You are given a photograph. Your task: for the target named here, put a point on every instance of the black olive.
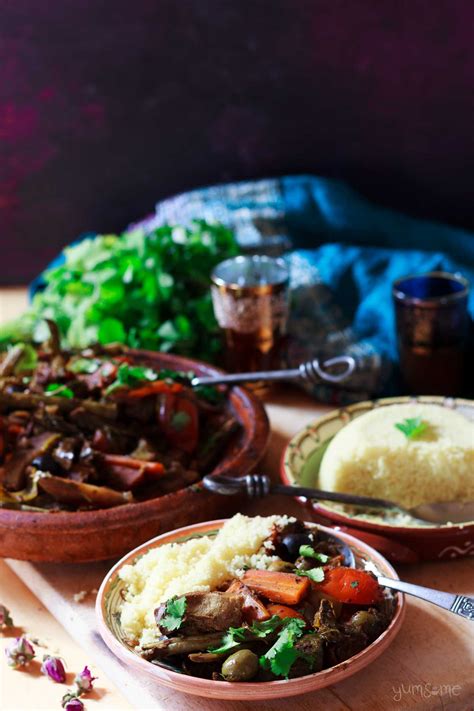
(46, 463)
(290, 545)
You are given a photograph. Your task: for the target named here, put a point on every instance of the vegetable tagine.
(305, 612)
(95, 429)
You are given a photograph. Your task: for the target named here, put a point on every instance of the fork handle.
(457, 604)
(336, 496)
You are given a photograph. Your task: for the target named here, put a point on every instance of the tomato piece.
(350, 586)
(179, 418)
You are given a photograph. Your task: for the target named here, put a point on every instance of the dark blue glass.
(428, 286)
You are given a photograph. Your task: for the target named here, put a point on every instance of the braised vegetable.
(356, 587)
(284, 611)
(93, 429)
(234, 634)
(278, 587)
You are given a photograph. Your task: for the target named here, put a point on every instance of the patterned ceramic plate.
(401, 541)
(110, 598)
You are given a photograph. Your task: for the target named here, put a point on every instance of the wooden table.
(429, 666)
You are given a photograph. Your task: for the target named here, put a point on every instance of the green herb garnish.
(174, 613)
(315, 574)
(232, 638)
(309, 552)
(209, 393)
(146, 289)
(180, 420)
(131, 376)
(83, 365)
(235, 635)
(282, 655)
(58, 390)
(412, 427)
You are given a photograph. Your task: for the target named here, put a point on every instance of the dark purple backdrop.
(107, 106)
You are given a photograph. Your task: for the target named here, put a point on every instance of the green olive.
(365, 621)
(240, 666)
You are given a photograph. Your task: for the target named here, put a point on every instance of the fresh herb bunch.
(146, 290)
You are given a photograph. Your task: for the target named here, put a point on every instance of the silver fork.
(311, 371)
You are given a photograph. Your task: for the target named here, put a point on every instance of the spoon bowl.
(259, 485)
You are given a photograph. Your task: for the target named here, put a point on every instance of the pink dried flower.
(84, 680)
(70, 702)
(5, 619)
(54, 668)
(20, 653)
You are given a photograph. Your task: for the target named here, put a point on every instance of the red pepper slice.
(350, 586)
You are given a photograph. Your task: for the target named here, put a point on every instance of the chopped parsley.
(174, 614)
(180, 420)
(58, 390)
(412, 427)
(309, 552)
(315, 574)
(235, 635)
(282, 655)
(83, 365)
(132, 375)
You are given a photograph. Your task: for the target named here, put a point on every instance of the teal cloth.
(344, 254)
(349, 246)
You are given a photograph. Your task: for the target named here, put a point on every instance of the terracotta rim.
(247, 456)
(352, 522)
(257, 690)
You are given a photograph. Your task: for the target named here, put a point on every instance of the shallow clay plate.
(402, 544)
(109, 533)
(109, 600)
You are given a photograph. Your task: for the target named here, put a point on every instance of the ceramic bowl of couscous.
(408, 450)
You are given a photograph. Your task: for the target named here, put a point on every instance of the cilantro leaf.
(58, 390)
(412, 427)
(315, 574)
(263, 629)
(83, 365)
(209, 393)
(258, 630)
(174, 614)
(148, 289)
(131, 375)
(232, 638)
(309, 552)
(281, 656)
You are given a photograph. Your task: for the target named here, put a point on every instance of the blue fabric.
(344, 253)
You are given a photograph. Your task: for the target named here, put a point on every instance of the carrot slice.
(284, 611)
(278, 587)
(122, 460)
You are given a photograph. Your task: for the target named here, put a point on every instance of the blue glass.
(430, 286)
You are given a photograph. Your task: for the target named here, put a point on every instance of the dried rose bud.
(54, 668)
(5, 619)
(70, 702)
(20, 653)
(84, 680)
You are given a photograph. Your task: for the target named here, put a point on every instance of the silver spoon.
(311, 371)
(457, 604)
(258, 485)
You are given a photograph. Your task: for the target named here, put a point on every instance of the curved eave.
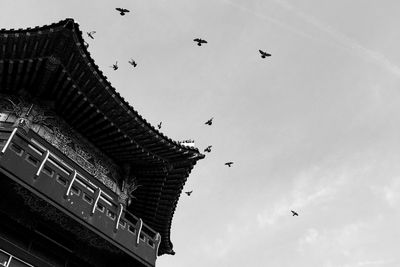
(52, 63)
(82, 93)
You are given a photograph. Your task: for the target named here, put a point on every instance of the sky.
(314, 128)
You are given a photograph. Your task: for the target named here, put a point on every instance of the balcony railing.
(41, 168)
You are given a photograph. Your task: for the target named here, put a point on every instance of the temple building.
(84, 179)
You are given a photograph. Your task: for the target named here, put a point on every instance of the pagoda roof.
(51, 63)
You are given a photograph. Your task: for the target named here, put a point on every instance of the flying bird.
(229, 164)
(133, 63)
(122, 11)
(90, 34)
(115, 66)
(200, 41)
(208, 149)
(264, 54)
(209, 122)
(294, 213)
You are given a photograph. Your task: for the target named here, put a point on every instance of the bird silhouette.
(209, 122)
(90, 34)
(264, 54)
(115, 66)
(133, 63)
(229, 164)
(208, 149)
(200, 41)
(122, 11)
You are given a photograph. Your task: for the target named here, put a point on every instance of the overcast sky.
(314, 128)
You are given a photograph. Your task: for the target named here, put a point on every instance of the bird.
(229, 164)
(90, 34)
(264, 54)
(200, 41)
(133, 63)
(122, 11)
(209, 122)
(115, 66)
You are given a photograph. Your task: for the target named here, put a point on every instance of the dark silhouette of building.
(84, 179)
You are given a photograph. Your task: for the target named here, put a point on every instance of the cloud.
(342, 39)
(269, 19)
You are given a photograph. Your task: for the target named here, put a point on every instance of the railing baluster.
(120, 210)
(138, 227)
(73, 174)
(44, 159)
(9, 140)
(158, 242)
(98, 193)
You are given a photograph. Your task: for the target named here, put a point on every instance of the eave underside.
(51, 65)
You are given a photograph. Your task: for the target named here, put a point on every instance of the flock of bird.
(199, 42)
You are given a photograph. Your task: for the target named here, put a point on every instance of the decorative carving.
(51, 128)
(129, 186)
(50, 213)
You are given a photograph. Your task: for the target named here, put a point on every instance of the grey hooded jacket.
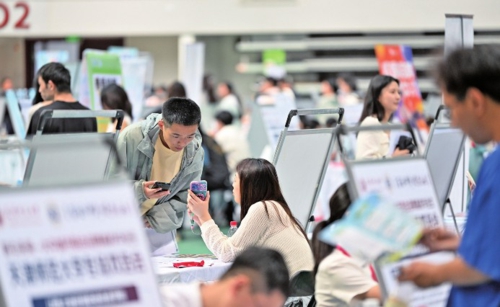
(136, 145)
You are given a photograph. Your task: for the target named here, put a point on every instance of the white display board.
(193, 70)
(443, 153)
(274, 112)
(301, 164)
(75, 246)
(407, 182)
(83, 159)
(417, 297)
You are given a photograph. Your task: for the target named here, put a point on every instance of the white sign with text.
(409, 184)
(74, 246)
(406, 182)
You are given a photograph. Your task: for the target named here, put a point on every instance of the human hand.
(199, 207)
(153, 193)
(194, 218)
(398, 152)
(438, 239)
(421, 274)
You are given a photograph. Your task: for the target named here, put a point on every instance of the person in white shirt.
(257, 277)
(340, 278)
(381, 101)
(231, 139)
(229, 100)
(114, 97)
(266, 219)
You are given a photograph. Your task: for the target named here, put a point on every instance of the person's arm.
(429, 275)
(251, 230)
(168, 215)
(368, 145)
(341, 277)
(374, 292)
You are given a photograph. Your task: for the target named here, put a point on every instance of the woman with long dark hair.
(266, 219)
(381, 101)
(339, 277)
(114, 97)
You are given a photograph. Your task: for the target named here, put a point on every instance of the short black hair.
(466, 68)
(224, 117)
(58, 74)
(182, 111)
(331, 122)
(269, 266)
(273, 81)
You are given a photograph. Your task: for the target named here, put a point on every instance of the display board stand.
(91, 164)
(444, 150)
(301, 159)
(407, 182)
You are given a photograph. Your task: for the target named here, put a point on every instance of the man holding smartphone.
(164, 151)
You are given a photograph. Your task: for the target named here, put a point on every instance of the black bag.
(405, 142)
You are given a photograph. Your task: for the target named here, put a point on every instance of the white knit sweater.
(260, 230)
=======
WRITTEN INSTRUCTION
Make an exact copy of all entries above, dropping the images.

SOLVED PROBLEM
You are given a photograph. Your task: for the target named here, put a point on every instance of the black olive.
(46, 463)
(290, 545)
You are given a photograph. Your task: for the target named here, put a point on every instance of the vegetable tagine.
(305, 612)
(95, 429)
You are given a photograph. Your task: for the target named here, put a point on every instance of the fork handle.
(457, 604)
(336, 496)
You are given a photograph. Your task: for the target named here, put a point on every instance of the tomato piece.
(350, 586)
(179, 418)
You are given a photograph. Your task: for the target named here, put a point on every instance of the dark blue glass.
(428, 286)
You are given a photograph. Your task: for the target named here, put a point on every instance of the braised vegetable.
(356, 587)
(284, 611)
(93, 429)
(234, 634)
(278, 587)
You are given a photograph. Your task: for the target named here, put a point on every instance of the patterned ceramic plate.
(401, 541)
(110, 598)
You are given a photograph. Your task: for the target named here, put a point on every instance of the wooden table.
(429, 666)
You are given a photograph. Your task: for the target named here, put a point on every instance of the green herb garnish.
(174, 613)
(315, 574)
(232, 638)
(309, 552)
(209, 393)
(146, 289)
(180, 420)
(131, 376)
(83, 365)
(235, 635)
(282, 655)
(58, 390)
(412, 427)
You are given a photograph. Your task: for the target named here, put a point on every instance of the dark purple backdrop.
(107, 106)
You are given a photograph. Your task: for the target named here, put a point on every instance of the green olive.
(365, 621)
(240, 666)
You are given a photograph. Your task: for the target named here, put a point on every instance of the fresh herb bunch.
(146, 290)
You are given a photograph. Your task: for the target named here, put a point on every instance of the silver fork.
(311, 371)
You are given a photograph. Your task: for the target named here, put a point on every instance of the spoon bowl.
(259, 485)
You are given a photograph. Your task: for the target named here, put a point on every instance of the pink dried flower.
(84, 680)
(70, 702)
(5, 619)
(54, 668)
(20, 653)
You are given a photograph. Your task: for the target named here, put a point on every instance of the red pepper slice.
(350, 586)
You are given a photograph. Your task: for the target named here, put a point on every instance of the chopped parsley.
(174, 614)
(180, 420)
(58, 390)
(412, 427)
(309, 552)
(315, 574)
(235, 635)
(282, 655)
(83, 365)
(132, 375)
You are given a photograph. Your task: for the target named here, put a point on every instance of the teal cloth.
(344, 254)
(349, 246)
You are given a photograph. Your task: for the target named here, put a point on every instance of the terracotta rim.
(247, 456)
(352, 522)
(257, 690)
You are given a photograph. Your task: for the target named here, put a point on every instance of the shallow clay plate.
(402, 544)
(109, 533)
(109, 600)
You are given a photograph. Your task: for the target named here, put a point on every instance of the ceramic bowl of couscous.
(408, 450)
You are given a photograph. Your task: for the target named here, put a point on every instance of the cilantro leaf.
(58, 390)
(412, 427)
(315, 574)
(263, 629)
(83, 365)
(209, 393)
(258, 630)
(174, 614)
(148, 289)
(131, 375)
(232, 638)
(309, 552)
(281, 656)
You are given a photograph. Your task: for the target named here, put a point on every instance of the blue fabric.
(344, 253)
You are given a photograph. Your task: for the target named here, put a point on every instance of the carrot slice.
(284, 611)
(278, 587)
(122, 460)
You are given a photograph. Your task: for the target named here, put a point on every instance of the blue glass.
(430, 286)
You are given a photograph. Your task: for the target named here, put a point on every instance of the dried rose bud.
(54, 668)
(5, 619)
(70, 702)
(20, 653)
(84, 680)
You are given a photograph. Your task: for the target named here, put a point on every instance of the silver spoon.
(311, 371)
(457, 604)
(258, 485)
You are given a photograph. Your task: for the target named here, put a point on every instance of the curved eave.
(52, 63)
(82, 93)
You are given a photograph. Your task: for the target named here, put a point on every instance of the sky.
(314, 128)
You are given a photograph. Your task: for the target named here, put a point on every instance of the balcony railing.
(41, 168)
You are given a photograph. Your task: for the target named here, put a point on every instance of the temple building.
(84, 179)
You are given a photograph. Your task: for the target named here, put a point on every instance of the pagoda roof.
(51, 63)
You are given a photograph. Your task: for the target named here, put a point on every instance of the flying bird.
(229, 164)
(133, 63)
(122, 11)
(90, 34)
(115, 66)
(200, 41)
(208, 149)
(264, 54)
(209, 122)
(294, 213)
You are given a photograph. Your task: for the target named here, put a point on every instance of the bird silhouette.
(209, 122)
(90, 34)
(264, 54)
(115, 66)
(133, 63)
(229, 164)
(208, 149)
(200, 41)
(122, 11)
You are given a photograph. Your task: for the target named here, put a point on every instance of the overcast sky.
(314, 128)
You are given a photograph. Your task: for the target named here, put a point on every instance of the bird.
(229, 164)
(90, 34)
(264, 54)
(200, 41)
(133, 63)
(122, 11)
(209, 122)
(115, 66)
You are given a photograph. Your task: for the target named here, put a point on every instance of the dark silhouette of building.
(84, 179)
You are given a photograph. Your task: for the target named here, put a point on every instance of the cloud.
(342, 39)
(269, 19)
You are given a photograph. Your task: for the target named here, put a point on every instance of the railing baluster.
(120, 210)
(138, 227)
(73, 174)
(44, 159)
(9, 140)
(158, 242)
(98, 193)
You are given a photograph. Your task: for the target named here, put a point on every instance of the eave underside.
(51, 65)
You are given a photograph. Your task: for the target named here, put a point on every instance of the flock of bird.
(199, 42)
You are given a photograph. Your task: for the target named here, put a point on every instance of the decorative carving.
(51, 128)
(129, 186)
(50, 213)
You are given a photograph. Your task: for the target named here, put a point on every instance of the grey hooded jacket.
(136, 145)
You are given a photograph. Your task: for the target named here, put a point on every instance of the white display board.
(193, 70)
(443, 153)
(274, 112)
(301, 164)
(75, 246)
(407, 182)
(83, 159)
(417, 297)
You are given a photograph. Your task: for the target named here, put a point on every instance of the white sign with text.
(409, 184)
(74, 246)
(406, 182)
You are given a photograph. Your task: for the target named here, put a point on every instance of the human hand.
(199, 207)
(153, 193)
(194, 218)
(398, 152)
(438, 239)
(421, 274)
You are given a photograph. Your task: for the target named here, put a point on every instance of the person in white shirt.
(257, 277)
(340, 278)
(381, 101)
(231, 139)
(229, 100)
(114, 97)
(266, 219)
You are given a photograph. Your task: for the target named here, put a point on every instance of the person's arm.
(429, 275)
(251, 230)
(168, 215)
(368, 145)
(341, 277)
(374, 292)
You are given a photograph. Your task: for the target named here, put a point on every instance of the woman with long dark hair.
(266, 219)
(381, 101)
(339, 277)
(114, 97)
You are given a photograph. Your task: for the target named here, put a point on every instance of the short black hair.
(466, 68)
(224, 117)
(58, 74)
(182, 111)
(331, 122)
(269, 266)
(273, 81)
You are given a photograph. Your task: for the target named here, put a point on every instance of the display board stand.
(91, 164)
(444, 150)
(301, 159)
(407, 182)
You are given a photograph. Your task: for the target named here, put a point on every instance of the man holding smartphone.
(164, 151)
You are given a photograph. Your task: for the target named here, put a point on every instance of the black bag.
(405, 142)
You are given a photograph. Your task: for the target named here, put a point on every instance of the white knit sweater.
(260, 230)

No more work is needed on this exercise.